(Materials provided)
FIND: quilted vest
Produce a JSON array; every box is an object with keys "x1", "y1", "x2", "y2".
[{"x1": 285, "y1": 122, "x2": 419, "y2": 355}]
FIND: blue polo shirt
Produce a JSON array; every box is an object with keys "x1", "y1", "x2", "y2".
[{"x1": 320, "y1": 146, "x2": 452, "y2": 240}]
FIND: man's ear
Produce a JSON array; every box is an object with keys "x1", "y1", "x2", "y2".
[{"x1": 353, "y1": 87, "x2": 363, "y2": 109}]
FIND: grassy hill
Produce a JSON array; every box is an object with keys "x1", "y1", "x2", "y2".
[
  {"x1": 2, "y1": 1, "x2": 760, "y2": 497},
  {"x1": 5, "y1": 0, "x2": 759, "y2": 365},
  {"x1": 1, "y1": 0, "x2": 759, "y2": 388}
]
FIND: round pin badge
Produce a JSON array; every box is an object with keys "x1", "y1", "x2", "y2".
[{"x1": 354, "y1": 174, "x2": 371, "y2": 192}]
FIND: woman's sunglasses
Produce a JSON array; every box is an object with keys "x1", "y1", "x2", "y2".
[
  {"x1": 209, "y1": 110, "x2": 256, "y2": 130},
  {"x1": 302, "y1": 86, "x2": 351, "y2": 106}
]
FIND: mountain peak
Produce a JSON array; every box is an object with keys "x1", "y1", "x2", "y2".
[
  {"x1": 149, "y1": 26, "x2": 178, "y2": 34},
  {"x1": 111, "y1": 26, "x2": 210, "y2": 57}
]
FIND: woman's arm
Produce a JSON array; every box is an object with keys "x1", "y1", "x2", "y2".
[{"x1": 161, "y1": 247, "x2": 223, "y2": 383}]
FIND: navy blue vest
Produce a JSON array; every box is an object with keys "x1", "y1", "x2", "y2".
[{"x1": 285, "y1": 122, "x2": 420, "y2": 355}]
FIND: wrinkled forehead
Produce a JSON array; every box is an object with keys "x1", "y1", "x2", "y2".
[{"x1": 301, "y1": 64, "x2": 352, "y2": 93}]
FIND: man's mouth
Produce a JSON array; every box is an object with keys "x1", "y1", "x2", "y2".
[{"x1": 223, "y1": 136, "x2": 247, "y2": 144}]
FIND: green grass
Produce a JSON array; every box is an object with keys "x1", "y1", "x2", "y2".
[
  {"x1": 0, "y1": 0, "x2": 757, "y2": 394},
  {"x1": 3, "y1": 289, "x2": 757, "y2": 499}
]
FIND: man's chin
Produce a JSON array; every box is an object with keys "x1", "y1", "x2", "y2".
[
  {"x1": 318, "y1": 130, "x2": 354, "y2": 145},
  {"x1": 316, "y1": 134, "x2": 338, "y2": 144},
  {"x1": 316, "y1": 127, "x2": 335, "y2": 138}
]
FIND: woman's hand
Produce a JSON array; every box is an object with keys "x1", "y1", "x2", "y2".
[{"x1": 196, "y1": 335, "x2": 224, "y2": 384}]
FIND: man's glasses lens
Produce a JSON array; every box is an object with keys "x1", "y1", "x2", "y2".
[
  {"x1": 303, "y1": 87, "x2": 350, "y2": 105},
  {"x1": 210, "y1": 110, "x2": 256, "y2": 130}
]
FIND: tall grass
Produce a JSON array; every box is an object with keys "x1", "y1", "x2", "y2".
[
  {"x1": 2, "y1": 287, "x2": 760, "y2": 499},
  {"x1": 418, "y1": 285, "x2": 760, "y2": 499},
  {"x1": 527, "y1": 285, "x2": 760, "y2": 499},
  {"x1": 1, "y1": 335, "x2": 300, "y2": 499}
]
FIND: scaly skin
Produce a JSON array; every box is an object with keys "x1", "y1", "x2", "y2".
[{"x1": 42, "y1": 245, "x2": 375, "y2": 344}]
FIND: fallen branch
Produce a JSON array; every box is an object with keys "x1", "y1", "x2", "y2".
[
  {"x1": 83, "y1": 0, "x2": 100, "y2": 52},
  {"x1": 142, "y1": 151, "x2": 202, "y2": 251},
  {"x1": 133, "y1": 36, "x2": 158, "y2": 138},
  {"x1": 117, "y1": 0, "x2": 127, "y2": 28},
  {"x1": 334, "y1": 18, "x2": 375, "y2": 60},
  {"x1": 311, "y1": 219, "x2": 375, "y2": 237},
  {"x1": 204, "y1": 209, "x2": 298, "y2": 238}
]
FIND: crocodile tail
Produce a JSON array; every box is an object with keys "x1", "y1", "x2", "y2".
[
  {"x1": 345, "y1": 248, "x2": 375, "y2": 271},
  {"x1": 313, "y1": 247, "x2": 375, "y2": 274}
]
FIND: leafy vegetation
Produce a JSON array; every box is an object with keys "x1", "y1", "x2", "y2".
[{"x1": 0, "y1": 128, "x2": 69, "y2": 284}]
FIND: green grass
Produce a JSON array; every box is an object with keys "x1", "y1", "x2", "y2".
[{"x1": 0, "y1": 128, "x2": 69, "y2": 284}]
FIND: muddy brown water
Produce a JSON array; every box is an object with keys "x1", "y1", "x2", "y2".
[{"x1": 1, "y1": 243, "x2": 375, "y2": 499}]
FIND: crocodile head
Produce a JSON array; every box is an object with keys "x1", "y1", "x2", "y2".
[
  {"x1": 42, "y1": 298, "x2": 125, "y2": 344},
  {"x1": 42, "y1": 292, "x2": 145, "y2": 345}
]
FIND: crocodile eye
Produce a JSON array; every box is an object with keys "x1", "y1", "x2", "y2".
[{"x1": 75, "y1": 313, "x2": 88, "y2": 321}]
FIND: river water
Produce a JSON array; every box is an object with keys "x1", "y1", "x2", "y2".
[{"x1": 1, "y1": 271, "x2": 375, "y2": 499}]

(Task goal) Your response should be the lines of the entries above that include the string "blue".

(Task result)
FIND: blue polo shirt
FIND: navy blue vest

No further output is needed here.